> **TASK SET**
a – Please name every town or city that appears in the farm report.
b – In the farm report, how much did the tune-up service for the big square baler cost this year?

> **PAGE**
## Start

View From the Cab

Rain Stalls Planting at Illinois, Pennsylvania Farms

Richard Oswald
By  Richard Oswald , DTN Special Correspondent
This year's View From the Cab farmers are Chase Brown of Decatur, Illinois, and Jim Hoover of Newport, Pennsylvania. (Brown photo by Pam Smith; Hoover photo by Edwin Remsberg)

LANGDON, Mo. (DTN) -- "It's been a wet one." That's the way DTN View From the Cab farmer Chase Brown characterized last week's conditions for corn planting at his place outside Decatur, Illinois.

"It's been slightly soggy. We only planted corn on Monday and Tuesday. We were rained out Wednesday," Chase told DTN late Sunday evening. It could have been wetter. Heavier rains skirted the farm at midweek, leaving behind only about four-tenths of an inch. That was enough to hold back the planter until Saturday when a more general rain of about an inch closed out the week. "It rained all day pretty hard," Chase said. Conditions have been cool, with highs in the mid to upper 50s. "I wore a sweatshirt most days (last week)," he said.

Test plots are a way farmers evaluate varieties and other factors affecting their success. Sometimes plots yield surprises even before they're harvested. "Tuesday morning I put in a test plot of eight Beck's Seed varieties, eight rows each, with our little Deere 7200 eight-row planter we picked up at a farm sale last winter. After two acres, I realized I'd used 50 gallons of starter. A bypass valve had stuck." The 25-gallon actual rate was about three times the recommended maximum for 7-22-5 in furrow placement. "I called my neighbor up and told him what I did. He had the very same thing happen to him," Chase said.

Precision farming has its ups and downs, and depending on how you look at it, lefts and rights. Chase told DTN that other than "GPS screw ups where we have some squiggles" (zig-zag rows auto-guided tractors sometimes make), corn is emerging well within about a week of planting. Chase remarked that when fieldwork resumes, he may use the eight-row plot planter in addition to the bigger 24-row machine for a speedier completion.

Cover crops have been burned down and are dying. Winter wheat has the upright look it gets just before heads emerge. Chase told DTN his wheat is fully recovered from frost it received a month or so ago.

Alfalfa is getting "super tall." Once the corn is planted, it'll be time to mow hay. Part of last week's rainy-day time was used getting hay equipment ready to roll. "We do most of the maintenance and service on our smaller balers, but on that big square baler, I'm a little more intimidated. We have a service that comes up from down in Oklahoma and tunes up big square balers. Last year it cost $1,500. This year it was $1,200. It's a lot of money for no longer than they were here, but the first time you pull into that field, it's worth it." That's because preseason tune-ups minimize downtime. "I'm glad we got that done. I'm kind of on my own with hay," he added.

## End

> **STORED DATA**
## Start

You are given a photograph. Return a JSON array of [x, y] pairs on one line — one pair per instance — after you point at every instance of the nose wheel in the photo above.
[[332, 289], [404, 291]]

## End

> **ANSWERS BY TASK**
a – Decatur, Illinois; Newport, Pennsylvania; Langdon, Missouri

b – $1,200